WHAT YOU HAVE TO DO »
Transcribe the records underneath word for word, and leave no line out.

Dataset entries
==========

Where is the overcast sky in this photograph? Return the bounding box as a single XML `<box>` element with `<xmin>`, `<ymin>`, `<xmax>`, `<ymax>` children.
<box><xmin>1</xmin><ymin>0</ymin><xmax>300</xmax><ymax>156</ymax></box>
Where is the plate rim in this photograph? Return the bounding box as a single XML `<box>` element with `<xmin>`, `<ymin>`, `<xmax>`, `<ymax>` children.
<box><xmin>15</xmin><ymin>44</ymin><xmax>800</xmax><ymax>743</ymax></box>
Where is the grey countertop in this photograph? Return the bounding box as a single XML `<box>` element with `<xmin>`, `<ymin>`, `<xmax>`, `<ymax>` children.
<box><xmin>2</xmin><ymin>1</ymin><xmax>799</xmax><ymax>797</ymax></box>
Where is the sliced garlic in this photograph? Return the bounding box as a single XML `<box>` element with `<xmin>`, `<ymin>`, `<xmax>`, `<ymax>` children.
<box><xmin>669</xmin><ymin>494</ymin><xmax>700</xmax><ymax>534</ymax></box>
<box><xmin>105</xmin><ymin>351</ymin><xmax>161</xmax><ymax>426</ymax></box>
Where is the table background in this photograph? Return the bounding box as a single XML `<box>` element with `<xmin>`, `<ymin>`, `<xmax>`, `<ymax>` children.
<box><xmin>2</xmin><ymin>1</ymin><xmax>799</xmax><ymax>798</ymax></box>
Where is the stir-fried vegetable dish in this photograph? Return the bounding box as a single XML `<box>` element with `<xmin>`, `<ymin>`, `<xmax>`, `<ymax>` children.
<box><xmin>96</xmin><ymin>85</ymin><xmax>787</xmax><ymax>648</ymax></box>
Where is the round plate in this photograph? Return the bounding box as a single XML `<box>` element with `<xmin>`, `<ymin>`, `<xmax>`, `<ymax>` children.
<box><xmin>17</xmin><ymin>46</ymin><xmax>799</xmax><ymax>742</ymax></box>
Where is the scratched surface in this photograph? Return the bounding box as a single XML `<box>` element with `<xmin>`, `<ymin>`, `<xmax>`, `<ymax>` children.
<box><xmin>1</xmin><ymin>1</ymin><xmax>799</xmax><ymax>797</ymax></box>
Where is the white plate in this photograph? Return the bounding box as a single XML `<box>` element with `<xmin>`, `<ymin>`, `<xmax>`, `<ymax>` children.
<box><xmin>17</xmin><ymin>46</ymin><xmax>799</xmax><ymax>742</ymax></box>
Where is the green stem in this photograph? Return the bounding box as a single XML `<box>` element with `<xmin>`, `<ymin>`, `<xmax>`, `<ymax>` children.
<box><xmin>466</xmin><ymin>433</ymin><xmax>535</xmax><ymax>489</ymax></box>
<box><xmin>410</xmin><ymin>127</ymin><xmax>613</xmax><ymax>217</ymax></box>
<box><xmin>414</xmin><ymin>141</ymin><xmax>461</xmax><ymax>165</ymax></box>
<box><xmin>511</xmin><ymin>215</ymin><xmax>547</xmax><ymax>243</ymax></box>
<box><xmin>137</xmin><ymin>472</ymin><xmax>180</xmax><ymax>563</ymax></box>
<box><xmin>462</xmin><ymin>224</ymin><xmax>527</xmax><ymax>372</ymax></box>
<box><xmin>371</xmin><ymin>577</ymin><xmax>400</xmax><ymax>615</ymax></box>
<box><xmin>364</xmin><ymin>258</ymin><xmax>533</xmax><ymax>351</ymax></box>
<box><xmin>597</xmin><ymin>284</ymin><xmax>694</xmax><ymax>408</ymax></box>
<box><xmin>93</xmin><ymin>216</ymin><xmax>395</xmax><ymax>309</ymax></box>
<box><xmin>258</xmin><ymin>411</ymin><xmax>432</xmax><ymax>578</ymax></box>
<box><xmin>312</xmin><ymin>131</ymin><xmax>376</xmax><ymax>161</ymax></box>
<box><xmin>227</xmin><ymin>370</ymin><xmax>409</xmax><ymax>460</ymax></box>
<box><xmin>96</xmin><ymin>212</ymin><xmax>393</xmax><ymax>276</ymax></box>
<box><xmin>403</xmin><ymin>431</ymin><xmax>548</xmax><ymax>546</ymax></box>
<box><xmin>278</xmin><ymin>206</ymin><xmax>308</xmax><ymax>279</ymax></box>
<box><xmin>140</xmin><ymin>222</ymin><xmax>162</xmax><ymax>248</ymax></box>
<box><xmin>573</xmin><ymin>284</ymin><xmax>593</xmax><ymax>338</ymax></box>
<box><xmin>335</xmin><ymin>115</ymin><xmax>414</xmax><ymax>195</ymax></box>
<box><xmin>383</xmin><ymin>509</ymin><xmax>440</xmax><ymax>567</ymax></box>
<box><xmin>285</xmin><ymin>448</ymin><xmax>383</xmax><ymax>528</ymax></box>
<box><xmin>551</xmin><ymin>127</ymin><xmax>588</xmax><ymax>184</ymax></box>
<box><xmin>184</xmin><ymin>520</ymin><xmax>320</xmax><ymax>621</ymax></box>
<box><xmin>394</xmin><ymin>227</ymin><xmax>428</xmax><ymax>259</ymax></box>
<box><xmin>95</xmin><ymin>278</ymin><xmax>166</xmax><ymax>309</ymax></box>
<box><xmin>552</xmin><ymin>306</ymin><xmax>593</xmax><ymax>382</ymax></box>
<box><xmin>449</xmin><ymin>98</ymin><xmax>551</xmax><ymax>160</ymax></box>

==========

RESPONSE TO THIS TASK »
Where is the overcast sky in this photograph? Return the bounding box as a single XML `<box>` element with `<xmin>`, `<ymin>`, `<xmax>`, `<ymax>` children.
<box><xmin>1</xmin><ymin>0</ymin><xmax>300</xmax><ymax>156</ymax></box>
Where is the plate rim in this photograph? Return the bounding box as a single XML `<box>` element with `<xmin>`, `<ymin>`, `<xmax>`, `<ymax>` children.
<box><xmin>15</xmin><ymin>44</ymin><xmax>800</xmax><ymax>743</ymax></box>
Where is the grey countertop in this photograph? Return the bounding box as a single XML `<box>` element with `<xmin>`, `<ymin>`, `<xmax>`, `<ymax>` children.
<box><xmin>2</xmin><ymin>1</ymin><xmax>799</xmax><ymax>797</ymax></box>
Where is the sliced garlic in this photograph? Return the bounding box as a single XML `<box>` element with `<xmin>`, `<ymin>`, `<xmax>`, `<ymax>` children.
<box><xmin>669</xmin><ymin>494</ymin><xmax>700</xmax><ymax>534</ymax></box>
<box><xmin>105</xmin><ymin>351</ymin><xmax>161</xmax><ymax>426</ymax></box>
Where is the table background in this photograph? Return the bounding box as a single XML `<box>` element with `<xmin>`, `<ymin>`, `<xmax>`, `<ymax>` children.
<box><xmin>2</xmin><ymin>1</ymin><xmax>799</xmax><ymax>798</ymax></box>
Where is the stir-fried vegetable dish in this photograph? Return the bounding box as a single XML `<box>` element with `<xmin>`, `<ymin>`, `<xmax>`, `<ymax>` children.
<box><xmin>96</xmin><ymin>85</ymin><xmax>787</xmax><ymax>648</ymax></box>
Where is the round plate in this photograph? Return the bounding box as a single XML `<box>` element with `<xmin>`, `<ymin>`, `<xmax>`, `<ymax>` children.
<box><xmin>17</xmin><ymin>46</ymin><xmax>799</xmax><ymax>742</ymax></box>
Where is the scratched surface in this photograph? Return the bounding box as a single XML `<box>` element with `<xmin>`, `<ymin>`, `<xmax>`, `<ymax>` children.
<box><xmin>1</xmin><ymin>1</ymin><xmax>799</xmax><ymax>797</ymax></box>
Where is the white plate in this photograph? Return the bounding box as a single XML `<box>` element with `<xmin>`, `<ymin>`, `<xmax>`, `<ymax>` children.
<box><xmin>17</xmin><ymin>46</ymin><xmax>799</xmax><ymax>742</ymax></box>
Where is the green stem in this photograph? Return the bounding box as a single XML `<box>` element with `<xmin>`, `<ymin>`, `<xmax>`, `<ymax>` children.
<box><xmin>466</xmin><ymin>433</ymin><xmax>535</xmax><ymax>489</ymax></box>
<box><xmin>410</xmin><ymin>127</ymin><xmax>613</xmax><ymax>217</ymax></box>
<box><xmin>414</xmin><ymin>141</ymin><xmax>461</xmax><ymax>165</ymax></box>
<box><xmin>511</xmin><ymin>215</ymin><xmax>547</xmax><ymax>243</ymax></box>
<box><xmin>137</xmin><ymin>472</ymin><xmax>180</xmax><ymax>563</ymax></box>
<box><xmin>462</xmin><ymin>224</ymin><xmax>527</xmax><ymax>372</ymax></box>
<box><xmin>371</xmin><ymin>577</ymin><xmax>400</xmax><ymax>615</ymax></box>
<box><xmin>364</xmin><ymin>258</ymin><xmax>533</xmax><ymax>351</ymax></box>
<box><xmin>597</xmin><ymin>284</ymin><xmax>694</xmax><ymax>408</ymax></box>
<box><xmin>93</xmin><ymin>216</ymin><xmax>395</xmax><ymax>309</ymax></box>
<box><xmin>258</xmin><ymin>411</ymin><xmax>432</xmax><ymax>578</ymax></box>
<box><xmin>312</xmin><ymin>131</ymin><xmax>376</xmax><ymax>161</ymax></box>
<box><xmin>227</xmin><ymin>370</ymin><xmax>409</xmax><ymax>460</ymax></box>
<box><xmin>96</xmin><ymin>212</ymin><xmax>393</xmax><ymax>276</ymax></box>
<box><xmin>403</xmin><ymin>431</ymin><xmax>548</xmax><ymax>546</ymax></box>
<box><xmin>278</xmin><ymin>206</ymin><xmax>308</xmax><ymax>279</ymax></box>
<box><xmin>140</xmin><ymin>222</ymin><xmax>162</xmax><ymax>248</ymax></box>
<box><xmin>573</xmin><ymin>284</ymin><xmax>593</xmax><ymax>338</ymax></box>
<box><xmin>335</xmin><ymin>115</ymin><xmax>414</xmax><ymax>195</ymax></box>
<box><xmin>383</xmin><ymin>509</ymin><xmax>440</xmax><ymax>567</ymax></box>
<box><xmin>285</xmin><ymin>448</ymin><xmax>383</xmax><ymax>528</ymax></box>
<box><xmin>551</xmin><ymin>127</ymin><xmax>588</xmax><ymax>184</ymax></box>
<box><xmin>184</xmin><ymin>520</ymin><xmax>320</xmax><ymax>621</ymax></box>
<box><xmin>394</xmin><ymin>227</ymin><xmax>428</xmax><ymax>259</ymax></box>
<box><xmin>95</xmin><ymin>278</ymin><xmax>166</xmax><ymax>309</ymax></box>
<box><xmin>552</xmin><ymin>306</ymin><xmax>593</xmax><ymax>382</ymax></box>
<box><xmin>449</xmin><ymin>98</ymin><xmax>551</xmax><ymax>160</ymax></box>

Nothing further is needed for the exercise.